## Available records

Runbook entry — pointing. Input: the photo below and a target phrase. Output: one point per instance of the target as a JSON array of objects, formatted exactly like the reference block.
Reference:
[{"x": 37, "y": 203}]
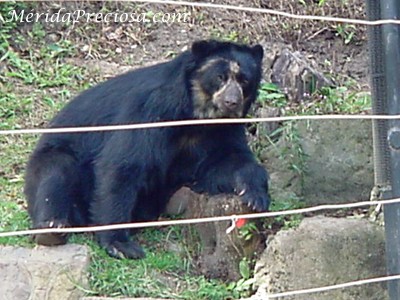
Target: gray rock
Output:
[
  {"x": 297, "y": 76},
  {"x": 337, "y": 165},
  {"x": 324, "y": 251},
  {"x": 43, "y": 273}
]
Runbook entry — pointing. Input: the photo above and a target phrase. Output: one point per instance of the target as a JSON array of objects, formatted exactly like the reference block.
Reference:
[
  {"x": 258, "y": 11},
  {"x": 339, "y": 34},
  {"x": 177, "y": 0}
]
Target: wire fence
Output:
[{"x": 228, "y": 121}]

## What is required
Copy all of the data above, requests included, but add 16 to every x and y coordinate in the output points. Leave out the pictures.

## Task result
Runbook entry — pointing. Input: the photo below and a target phrase. Output: one point per instance of the target as a JSON array of objects, formatted exactly like the reference block.
Reference:
[{"x": 37, "y": 203}]
Target: gray rock
Output:
[
  {"x": 313, "y": 92},
  {"x": 353, "y": 181},
  {"x": 340, "y": 267},
  {"x": 59, "y": 289}
]
Runbook entry — pointing. Input: the photo above and a target phrase. Output: one point per instance of the target as a JSON array of objects, formatted exactly like the reference block.
Reference:
[
  {"x": 258, "y": 11},
  {"x": 339, "y": 34},
  {"x": 177, "y": 0}
]
Target: wire fence
Output:
[{"x": 244, "y": 137}]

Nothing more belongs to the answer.